# [Exercise instructions]
Set down the entries below exactly; drop the pictures.

# [Information shown]
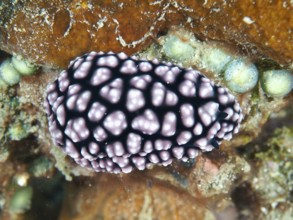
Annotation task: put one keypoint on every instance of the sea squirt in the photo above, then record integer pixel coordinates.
(114, 113)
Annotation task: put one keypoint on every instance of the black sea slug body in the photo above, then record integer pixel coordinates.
(114, 113)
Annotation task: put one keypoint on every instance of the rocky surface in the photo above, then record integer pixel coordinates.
(249, 177)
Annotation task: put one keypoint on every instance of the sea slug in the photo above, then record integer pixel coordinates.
(114, 113)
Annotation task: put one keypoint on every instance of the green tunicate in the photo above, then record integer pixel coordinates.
(21, 200)
(214, 59)
(40, 166)
(23, 66)
(240, 75)
(277, 83)
(178, 50)
(18, 131)
(8, 73)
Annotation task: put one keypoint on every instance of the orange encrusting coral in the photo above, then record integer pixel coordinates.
(54, 32)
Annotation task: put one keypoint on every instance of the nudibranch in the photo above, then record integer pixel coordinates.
(114, 113)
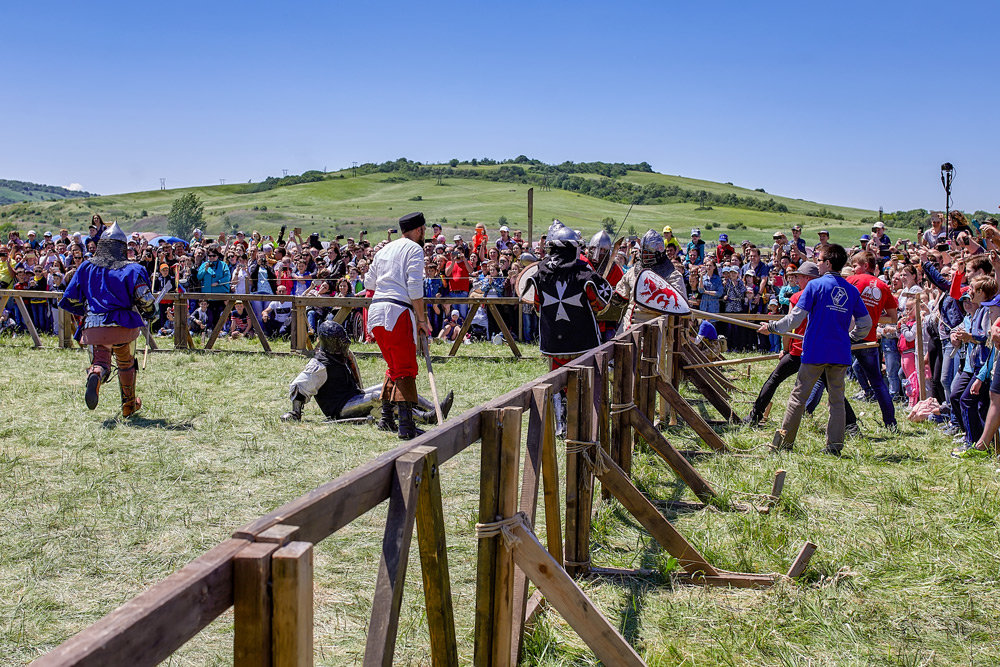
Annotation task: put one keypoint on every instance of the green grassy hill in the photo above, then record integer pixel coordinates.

# [Answer to the exercise]
Annotation task: put one keypoint on every instance of the sea squirt in the photo above, then record integer pixel coordinates.
(114, 113)
Annotation task: put one keypoint on every instance of the black sea slug body in the photo above, then record integer pixel coordinates.
(114, 113)
Annotation task: put one keypoint on every instance of the rocky surface in the photo above, then record integer pixel coordinates.
(249, 177)
Annotation task: put one keypoint on every instance of the sea slug in the photo above, then record integer pixel coordinates.
(114, 113)
Annotation task: put one keypoint on every instance of the green tunicate in the photo above, then record integer pixel coordinates.
(21, 200)
(214, 59)
(40, 166)
(23, 66)
(240, 75)
(277, 83)
(178, 50)
(18, 131)
(8, 73)
Annotation task: put one keypoint on every instance of the orange encrusting coral in the photo above, then record integer pixel coordinates.
(54, 32)
Annotation task: put one keypoint on every instance of the nudibranch in the photo above, then record integer pixel coordinates.
(114, 113)
Annotation task: put one keypoint on every instance of the green grassy hill in the photo above, then record integer pixel coordinates.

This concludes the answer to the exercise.